[Extract]:
Congress vs BJP in MP, Rajasthan, Chhattisgarh: Different campaign styles

With all eyes fixed on the counting on Sunday, it is worthwhile comparing the distinctively different campaign styles of the two main parties in these three states

A Congress party election rally (photo: National Herald archives)
A Congress party election rally (photo: National Herald archives)

Tasleem Khan

The campaign for the five state assembly elections in 2023, where results are expected over the next two days, has been remarkably different than five years ago in 2018, especially in the three Hindi-speaking states. In two of these states Congress was in power for the last five years and in Madhya Pradesh BJP has been in power for 18 years and a half in the last 20 years. Both the parties had high stakes but their approaches this time were somewhat different.

It is safe to say that the BJP fought these state elections as a preparation for the generl election next year. The Prime Minister sought votes for himself and his policies; and made promises that he and other BJP leaders described as Modi’s guarantee. The attempt was clearly to cash in on the prime minister’s popularity and turn the contest between state leaders of the Congress on the one hand and the Prime Minister on the other.

As against this centralised and PM oriented campaign of the BJP, the Indian National Congress projected local leaders and local issues; it took pains to highlight people’s issues and gave vent to people’s aspirations. It was Kamalnath in Madhya Pradesh, Ashok Gehlot in Rajasthan and Bhupesh Baghel in Chhattisgarh who spearheaded the campaign and also took on the Prime Minister. A remarkable feature of the election was these Congress chief ministers and state leaders repeatedly calling out the PM’s misleading remarks.

[Your objective]:
Copy out the article above on the Congress and BJP campaign styles in Madhya Pradesh, Rajasthan and Chhattisgarh word for word, keeping every line.

[Data listing]:
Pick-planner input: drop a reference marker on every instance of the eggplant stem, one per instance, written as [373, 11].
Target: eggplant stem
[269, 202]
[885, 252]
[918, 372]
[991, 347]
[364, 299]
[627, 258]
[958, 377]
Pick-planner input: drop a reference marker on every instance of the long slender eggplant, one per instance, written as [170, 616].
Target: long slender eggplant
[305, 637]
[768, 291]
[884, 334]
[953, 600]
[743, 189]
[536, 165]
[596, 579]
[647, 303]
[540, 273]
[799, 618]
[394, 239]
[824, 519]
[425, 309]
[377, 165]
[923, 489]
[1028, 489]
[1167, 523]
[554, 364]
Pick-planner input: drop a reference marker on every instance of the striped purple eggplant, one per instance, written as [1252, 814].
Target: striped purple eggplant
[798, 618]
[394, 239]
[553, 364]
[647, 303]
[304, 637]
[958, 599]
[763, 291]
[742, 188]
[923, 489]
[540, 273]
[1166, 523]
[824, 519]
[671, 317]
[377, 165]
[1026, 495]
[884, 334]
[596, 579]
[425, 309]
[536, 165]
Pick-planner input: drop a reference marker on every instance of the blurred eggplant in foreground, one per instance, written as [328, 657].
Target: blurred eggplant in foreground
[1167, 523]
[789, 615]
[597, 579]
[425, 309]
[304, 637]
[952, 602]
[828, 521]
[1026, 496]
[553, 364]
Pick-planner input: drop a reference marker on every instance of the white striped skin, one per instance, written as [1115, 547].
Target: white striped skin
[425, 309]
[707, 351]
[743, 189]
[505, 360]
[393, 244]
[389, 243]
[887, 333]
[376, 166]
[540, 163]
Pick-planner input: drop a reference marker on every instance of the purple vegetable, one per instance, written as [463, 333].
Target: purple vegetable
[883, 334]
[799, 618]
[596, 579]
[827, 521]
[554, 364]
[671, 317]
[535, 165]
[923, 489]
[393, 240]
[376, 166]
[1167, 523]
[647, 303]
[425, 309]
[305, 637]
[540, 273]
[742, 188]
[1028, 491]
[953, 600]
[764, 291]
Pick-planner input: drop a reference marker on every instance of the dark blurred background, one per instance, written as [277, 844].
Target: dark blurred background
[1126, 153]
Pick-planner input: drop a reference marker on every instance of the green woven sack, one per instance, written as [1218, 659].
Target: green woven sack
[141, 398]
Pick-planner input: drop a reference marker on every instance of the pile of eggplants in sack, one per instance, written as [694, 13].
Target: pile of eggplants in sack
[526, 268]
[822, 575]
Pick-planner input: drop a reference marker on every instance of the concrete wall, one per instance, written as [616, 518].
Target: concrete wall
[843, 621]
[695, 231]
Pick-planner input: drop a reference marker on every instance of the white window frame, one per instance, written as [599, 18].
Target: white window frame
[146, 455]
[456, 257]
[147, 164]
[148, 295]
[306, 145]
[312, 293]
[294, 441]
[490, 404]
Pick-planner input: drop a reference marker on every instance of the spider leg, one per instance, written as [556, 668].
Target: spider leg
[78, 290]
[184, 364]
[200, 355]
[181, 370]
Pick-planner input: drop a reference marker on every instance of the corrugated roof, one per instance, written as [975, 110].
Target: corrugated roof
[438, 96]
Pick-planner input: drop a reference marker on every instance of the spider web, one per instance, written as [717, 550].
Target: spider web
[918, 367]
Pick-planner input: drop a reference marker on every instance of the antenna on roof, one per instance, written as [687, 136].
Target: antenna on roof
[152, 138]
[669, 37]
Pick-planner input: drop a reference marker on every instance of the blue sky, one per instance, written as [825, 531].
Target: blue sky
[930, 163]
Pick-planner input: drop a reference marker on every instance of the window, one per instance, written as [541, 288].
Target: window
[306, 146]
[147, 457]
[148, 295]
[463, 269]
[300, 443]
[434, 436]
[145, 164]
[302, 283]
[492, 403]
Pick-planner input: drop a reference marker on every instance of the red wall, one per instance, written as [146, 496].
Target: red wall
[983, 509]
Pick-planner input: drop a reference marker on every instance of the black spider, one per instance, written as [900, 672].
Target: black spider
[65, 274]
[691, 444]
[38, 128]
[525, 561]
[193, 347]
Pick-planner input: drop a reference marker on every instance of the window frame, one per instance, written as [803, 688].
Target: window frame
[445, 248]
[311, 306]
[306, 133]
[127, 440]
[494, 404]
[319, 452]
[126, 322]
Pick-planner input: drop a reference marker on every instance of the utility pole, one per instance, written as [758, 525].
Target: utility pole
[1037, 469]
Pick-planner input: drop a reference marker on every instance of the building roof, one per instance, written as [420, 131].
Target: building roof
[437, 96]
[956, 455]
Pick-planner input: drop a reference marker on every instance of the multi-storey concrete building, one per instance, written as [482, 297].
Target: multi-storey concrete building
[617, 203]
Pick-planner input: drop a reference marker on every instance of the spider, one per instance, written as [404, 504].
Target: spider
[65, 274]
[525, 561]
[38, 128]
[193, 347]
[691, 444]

[Final answer]:
Congress vs BJP in MP, Rajasthan, Chhattisgarh: Different campaign styles

With all eyes fixed on the counting on Sunday, it is worthwhile comparing the distinctively different campaign styles of the two main parties in these three states

A Congress party election rally (photo: National Herald archives)
A Congress party election rally (photo: National Herald archives)

Tasleem Khan

The campaign for the five state assembly elections in 2023, where results are expected over the next two days, has been remarkably different than five years ago in 2018, especially in the three Hindi-speaking states. In two of these states Congress was in power for the last five years and in Madhya Pradesh BJP has been in power for 18 years and a half in the last 20 years. Both the parties had high stakes but their approaches this time were somewhat different.

It is safe to say that the BJP fought these state elections as a preparation for the generl election next year. The Prime Minister sought votes for himself and his policies; and made promises that he and other BJP leaders described as Modi’s guarantee. The attempt was clearly to cash in on the prime minister’s popularity and turn the contest between state leaders of the Congress on the one hand and the Prime Minister on the other.

As against this centralised and PM oriented campaign of the BJP, the Indian National Congress projected local leaders and local issues; it took pains to highlight people’s issues and gave vent to people’s aspirations. It was Kamalnath in Madhya Pradesh, Ashok Gehlot in Rajasthan and Bhupesh Baghel in Chhattisgarh who spearheaded the campaign and also took on the Prime Minister. A remarkable feature of the election was these Congress chief ministers and state leaders repeatedly calling out the PM’s misleading remarks.